Pharmazie
Trotz neuer Therapie-
und Diagnosemöglichkeiten gibt es keine Entwarnung an
der HIV-Front. Man unterscheidet heute neben dem vor
allem in Westafrika, Portugal und Indien verbreiteten
HIV-2a und b bereits zehn Subtypen von HIV-1. Während in
Europa noch vor einigen Jahren überwiegend HIV-lb
anzutreffen war - die heutige Therapie ist darauf
abgestimmt - werden jetzt häufiger andere Subtypen, vor
allem e, diagnostiziert. Subtyp e wird vorwiegend von
Sextouristen aus Thailand eingeschleppt, berichtete Dr.
Ursula Dietrich vom Georg-Speyer-Haus in Frankfurt.
Zwischen Virusinfektion und Krankheitsausbruch
liegen oft mehrere Jahre. Das bedeutet aber keineswegs,
daß HIV im Körper ruht. Vielmehr findet eine sehr
aktive Virusreplikation, täglich bis zu zehn Milliarden
Viruspartikel statt. Die Viren haben zwar nur eine
Halbwertszeit von wenigen Stunden bis Tagen, durch den
raschen Turnover entstehen jedoch zahlreiche neue
Virusvarianten, die teilweise nicht mehr von der
primären Immunantwort erkannt werden oder gegen ein
Virustatikum resistent sind. Diese Quasispezies variieren
bis zu fünf Prozent in ihrer Struktur.
Man weiß heute, daß das Ausmaß der frühzeitigen
Virusbelastung des Patienten (virus load) Bedeutung für
die weitere Prognose der Erkrankung hat. Patienten mit
langer Überlebenszeit und Langzeitinfizierte haben
initial eine geringe Viruslast. Nicht-infizierbare
Menschen haben häufig einen genetischen Defekt des
CCR5-Corezeptors, erläuterte Dietrich die neuesten
Forschungsergebnisse. Inzwischen ist bekannt, daß nicht
nur die CD4-Rezeptoren auf Makrophagen und Monozyten
notwendig sind für die HIV-Anlagerung und Penetration,
sondern auch Corezeptoren wie der CCR5-Chemokinrezeptor
oder der CXCR-4-Rezeptor. Ein neuer denkbarer
Therapieansatz wäre somit die Blockade dieser
Corezeptoren.

▶ **Vorliegende Einträge**:
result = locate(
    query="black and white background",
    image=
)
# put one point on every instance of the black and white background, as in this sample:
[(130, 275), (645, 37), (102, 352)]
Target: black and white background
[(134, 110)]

▶ **Aufgaben**:
a - Welchen genetischen Defekt haben nicht-infizierbare Menschen laut dem Text über HIV häufig?
b - Schreiben Sie aus dem Text über HIV den Abschnitt wortgetreu ab, der mit „Ursula Dietrich vom“ beginnt und bis einschließlich „in ihrer Struktur.“ reicht.
c - Führen Sie den Text über HIV im Anschluss an seinen letzten Satz weiter.
Die Einträge spielen hierfür keine Rolle.

▶ **Lösungen**:
a - Einen genetischen Defekt des CCR5-Corezeptors.

b -
Ursula Dietrich vom Georg-Speyer-Haus in Frankfurt.
Zwischen Virusinfektion und Krankheitsausbruch
liegen oft mehrere Jahre. Das bedeutet aber keineswegs,
daß HIV im Körper ruht. Vielmehr findet eine sehr
aktive Virusreplikation, täglich bis zu zehn Milliarden
Viruspartikel statt. Die Viren haben zwar nur eine
Halbwertszeit von wenigen Stunden bis Tagen, durch den
raschen Turnover entstehen jedoch zahlreiche neue
Virusvarianten, die teilweise nicht mehr von der
primären Immunantwort erkannt werden oder gegen ein
Virustatikum resistent sind. Diese Quasispezies variieren
bis zu fünf Prozent in ihrer Struktur.

c -
Das neue Wissen hat zu einer veränderten Strategie
geführt: "Hit hard and early." Heute gilt der
Wert von 10 000 HIV-RNA-Molekülen pro ml Plasma als
Richtwert für den Beginn der antiviralen Chemotherapie.
Seit letztem Jahr wurden fünf neue Virustatika in
Deutschland zugelassen. Es gibt inzwischen fünf
Nukleosidanaloga (Zidovudin, Didanosin, Zalcitabin,
Lamivudin und Stavudin), die die Reverse-Transkriptase
hemmen, sowie drei Protease-Inhibitoren (Ritonavir,
Saquinavir und Indinavir), die die virale Protease
blockieren. Nichtnukleosidische
Reverse-Transkriptase-Inhibitoren wie Nevirapin und
Lovirid reduzieren zwar initial die Viruslast, jedoch
entstehen sehr rasch Resistenzen.
Bevorzugt wird heute eine Dreifach-Kombination aus einem
Proteaseinhibitor und zwei
Reverse-Transkriptase-Inhibitoren. Durch Angriff an
verschiedenen viralen Enzymen soll die Virusreplikation
möglichst komplett unterdrückt werden. Tatsächlich
beobachtet man einen zweiphasigen Abfall: initial stark
und dann langsamer über Tage bis Wochen, wenn die
langlebigen infizierten Zellen sterben. Die Patienten
müssen dazu bis zu zwanzig Tabletten täglich zu
bestimmten Zeiten und in Abhängigkeit von der Mahlzeit
einnehmen. Die Biologin aus dem Georg-Speyer-Haus
forderte daher die Pharmaforschung auf, Arzneiformen zu
entwickeln, die die Wirkstoffe in langlebige Zellen oder
ins Gehirn bringen. Beispielsweise Liposomen und
Nanopartikel könnten hier einen Ansatz bieten.
Die Heterogenität der Viren stellt die Diagnostik immer
wieder auf die Probe. HIV-1 und HIV-2 variieren um bis zu
50 Prozent. 30 Prozent Divergenz zeigen die Subtypen der
beiden HIV-Familien. Herkömmliche Tests erfassen nicht
alle Subtypen, können sie nicht differenzieren oder
erfassen keine Doppelinfektion. Am Georg-Speyer-Haus
wurde daher ein neuer Test entwickelt, der die V3-Region
des env-Gens erfaßt. Je nach HIV-Subtyp ergeben sich
verschiedene Reaktionsmuster. In einer retrospektiven
Studie wurden mit dem ELISA-Test an sechs deutschen
Zentren je 300 Serumproben aus den Jahren 1985, 1990 und
1996 (je 100) untersucht. Von 1985 bis 1996 stieg der
Anteil der non-HIV-1b-Viren von 5,8 auf 13,3 Prozent an.